### [SOURCE DATA]
::::::::
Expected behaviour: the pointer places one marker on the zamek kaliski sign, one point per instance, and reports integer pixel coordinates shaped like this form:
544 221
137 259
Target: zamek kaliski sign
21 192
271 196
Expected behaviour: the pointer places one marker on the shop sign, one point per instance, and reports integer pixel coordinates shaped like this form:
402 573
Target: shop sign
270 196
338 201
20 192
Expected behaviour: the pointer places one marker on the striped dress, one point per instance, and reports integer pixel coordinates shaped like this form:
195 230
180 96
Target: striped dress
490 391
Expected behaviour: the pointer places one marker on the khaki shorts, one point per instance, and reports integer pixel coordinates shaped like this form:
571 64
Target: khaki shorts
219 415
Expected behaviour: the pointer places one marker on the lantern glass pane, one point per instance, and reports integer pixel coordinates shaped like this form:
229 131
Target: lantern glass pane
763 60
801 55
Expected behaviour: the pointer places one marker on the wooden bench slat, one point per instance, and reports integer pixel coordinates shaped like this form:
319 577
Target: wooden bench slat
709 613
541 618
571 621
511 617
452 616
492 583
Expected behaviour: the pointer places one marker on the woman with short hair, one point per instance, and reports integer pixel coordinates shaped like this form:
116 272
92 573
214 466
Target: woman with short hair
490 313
::::::::
### [HOW TO COMPLETE THIS TASK]
Copy exactly. The range runs from the line containing "Expected behaviour: the pointer places one marker on the lantern" through the last line of the data.

### [REPLY TO THE TASK]
Expected behaviour: the pointer places one marker on the lantern glass pane, one point per instance, and reports integer pixel coordinates shaped like this form:
229 131
Target: lantern glass pane
763 60
801 55
Expected behaviour: the pointer places one marker on the wooden bench slat, one point per instance, and reports integer pixel coordinates shaped like this form:
319 577
Target: wooden bench slat
709 613
541 618
571 621
511 617
452 616
492 583
Expected behaviour: the pointer places one marker on the woman with short hair, one point per instance, and reports integer pixel coordinates shaped like this form:
116 272
92 573
214 466
Target: woman with short hair
490 313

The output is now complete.